Written task: Reproduce the listing from the line with "Reviewer note: confirm that every instance of the shoreline" to the line with "Target: shoreline", swapping "shoreline" for "coastline" and leaving everything else the same.

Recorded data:

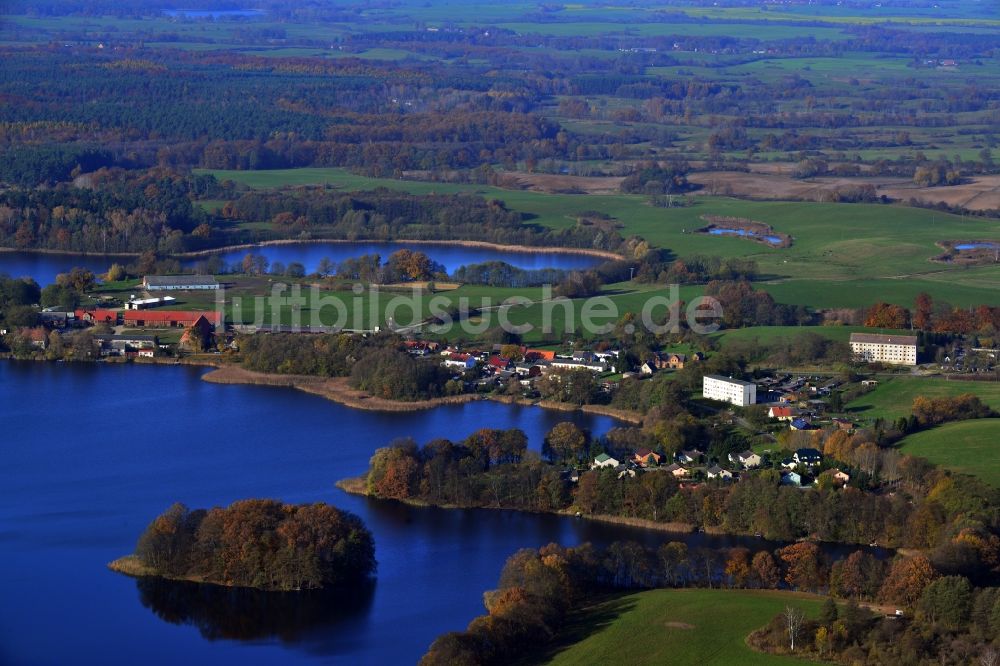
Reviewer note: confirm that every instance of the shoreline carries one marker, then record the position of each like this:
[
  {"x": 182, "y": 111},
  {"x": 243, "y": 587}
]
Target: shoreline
==
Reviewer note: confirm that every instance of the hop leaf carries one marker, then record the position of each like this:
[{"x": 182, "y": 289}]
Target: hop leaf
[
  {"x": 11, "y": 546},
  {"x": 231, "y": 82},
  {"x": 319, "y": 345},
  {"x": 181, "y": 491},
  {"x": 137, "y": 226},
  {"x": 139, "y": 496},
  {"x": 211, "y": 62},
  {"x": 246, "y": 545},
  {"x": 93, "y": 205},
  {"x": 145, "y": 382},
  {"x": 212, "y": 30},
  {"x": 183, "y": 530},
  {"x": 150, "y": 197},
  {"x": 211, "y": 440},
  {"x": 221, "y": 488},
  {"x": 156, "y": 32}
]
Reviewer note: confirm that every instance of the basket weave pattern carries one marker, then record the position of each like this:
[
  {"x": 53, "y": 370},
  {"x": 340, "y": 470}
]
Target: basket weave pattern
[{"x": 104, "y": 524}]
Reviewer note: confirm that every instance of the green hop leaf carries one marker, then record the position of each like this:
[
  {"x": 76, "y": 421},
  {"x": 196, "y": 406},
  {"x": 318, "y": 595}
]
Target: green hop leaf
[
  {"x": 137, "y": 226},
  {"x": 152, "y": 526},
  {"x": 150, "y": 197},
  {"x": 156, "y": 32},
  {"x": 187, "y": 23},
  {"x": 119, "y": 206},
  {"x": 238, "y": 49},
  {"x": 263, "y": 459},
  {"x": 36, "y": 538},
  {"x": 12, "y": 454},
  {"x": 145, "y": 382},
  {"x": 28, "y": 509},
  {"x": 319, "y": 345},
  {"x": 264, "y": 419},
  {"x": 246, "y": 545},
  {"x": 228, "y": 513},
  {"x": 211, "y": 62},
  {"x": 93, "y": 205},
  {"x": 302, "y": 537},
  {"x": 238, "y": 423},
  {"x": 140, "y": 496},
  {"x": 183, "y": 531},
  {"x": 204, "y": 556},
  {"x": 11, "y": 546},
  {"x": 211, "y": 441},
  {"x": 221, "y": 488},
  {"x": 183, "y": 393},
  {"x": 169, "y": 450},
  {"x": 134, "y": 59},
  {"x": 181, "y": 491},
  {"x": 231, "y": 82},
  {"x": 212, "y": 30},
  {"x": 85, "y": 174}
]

Full output:
Reviewer note: confirm that every instance of the coastline carries one marker, then record the position of each like this:
[
  {"x": 182, "y": 111},
  {"x": 243, "y": 587}
]
Target: coastline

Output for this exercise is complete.